Page excerpt
***
# Math Help - Relation

1. ## Relation

Hello. I need help on determining this relation.
Determine the relation $\rho$ defined with $x\rho y \Leftrightarrow (\exists z)(y=zx)$ for $Z$ numbers

2. Originally Posted by javax
Hello. I need help on determining this relation.
Determine the relation $\rho$ defined with $x\rho y \Leftrightarrow (\exists z)(y=zx)$ for $Z$ numbers
what do you mean "determine the relation"? isn't it already determined. it is given.

note that, geometrically speaking, the relation describes the set of all straight lines that pass through the origin with integer slope (i suppose you mean $\mathbb{Z}$ when you wrote $Z$).

3. Originally Posted by Jhevon
what do you mean "determine the relation"? isn't it already determined. it is given.

note that, geometrically speaking, the relation describes the set of all straight lines that pass through the origin with integer slope (i suppose you mean $\mathbb{Z}$ when you wrote $Z$).
***
Working data
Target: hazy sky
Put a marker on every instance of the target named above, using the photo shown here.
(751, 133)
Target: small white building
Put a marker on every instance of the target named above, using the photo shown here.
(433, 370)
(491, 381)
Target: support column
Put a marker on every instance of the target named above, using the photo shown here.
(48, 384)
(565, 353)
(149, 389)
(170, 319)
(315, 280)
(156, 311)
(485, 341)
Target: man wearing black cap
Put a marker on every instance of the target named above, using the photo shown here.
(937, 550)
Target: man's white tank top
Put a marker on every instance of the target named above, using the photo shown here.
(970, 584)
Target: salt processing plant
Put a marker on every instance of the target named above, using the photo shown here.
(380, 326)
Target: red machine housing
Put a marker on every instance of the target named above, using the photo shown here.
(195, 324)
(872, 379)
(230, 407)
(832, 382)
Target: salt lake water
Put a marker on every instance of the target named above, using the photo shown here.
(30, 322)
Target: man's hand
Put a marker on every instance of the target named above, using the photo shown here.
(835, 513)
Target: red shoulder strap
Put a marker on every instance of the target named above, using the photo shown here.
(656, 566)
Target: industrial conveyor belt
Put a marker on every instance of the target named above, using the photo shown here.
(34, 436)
***
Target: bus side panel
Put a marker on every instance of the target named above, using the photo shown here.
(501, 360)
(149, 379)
***
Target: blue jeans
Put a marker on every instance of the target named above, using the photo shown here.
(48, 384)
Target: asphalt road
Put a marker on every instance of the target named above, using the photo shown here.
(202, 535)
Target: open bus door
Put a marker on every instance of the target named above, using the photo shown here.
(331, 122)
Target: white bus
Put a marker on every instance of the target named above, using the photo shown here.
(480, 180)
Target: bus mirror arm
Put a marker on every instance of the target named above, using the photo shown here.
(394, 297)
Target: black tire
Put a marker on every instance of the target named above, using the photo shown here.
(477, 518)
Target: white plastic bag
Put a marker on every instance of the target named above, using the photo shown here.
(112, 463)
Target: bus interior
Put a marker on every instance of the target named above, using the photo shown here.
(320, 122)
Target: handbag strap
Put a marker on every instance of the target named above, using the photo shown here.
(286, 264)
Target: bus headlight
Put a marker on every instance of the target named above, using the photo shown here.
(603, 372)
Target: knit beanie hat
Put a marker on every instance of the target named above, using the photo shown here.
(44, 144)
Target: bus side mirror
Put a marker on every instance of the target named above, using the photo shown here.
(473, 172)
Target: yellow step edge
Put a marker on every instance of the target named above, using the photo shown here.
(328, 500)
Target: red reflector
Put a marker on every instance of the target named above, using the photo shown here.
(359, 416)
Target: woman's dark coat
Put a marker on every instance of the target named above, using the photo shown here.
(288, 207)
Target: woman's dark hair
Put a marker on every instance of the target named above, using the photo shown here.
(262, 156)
***
What you need to do
a) Please reproduce the math forum thread about the relation in full, word for word.
b) Identify every line of the records that contains the word "dark". Case counts.

Responses
a)
# Math Help - Relation

1. ## Relation

Hello. I need help on determining this relation.
Determine the relation $\rho$ defined with $x\rho y \Leftrightarrow (\exists z)(y=zx)$ for $Z$ numbers

2. Originally Posted by javax
Hello. I need help on determining this relation.
Determine the relation $\rho$ defined with $x\rho y \Leftrightarrow (\exists z)(y=zx)$ for $Z$ numbers
what do you mean "determine the relation"? isn't it already determined. it is given.

note that, geometrically speaking, the relation describes the set of all straight lines that pass through the origin with integer slope (i suppose you mean $\mathbb{Z}$ when you wrote $Z$).

3. Originally Posted by Jhevon
what do you mean "determine the relation"? isn't it already determined. it is given.

note that, geometrically speaking, the relation describes the set of all straight lines that pass through the origin with integer slope (i suppose you mean $\mathbb{Z}$ when you wrote $Z$).

b)
Target: woman's dark coat
Target: woman's dark hair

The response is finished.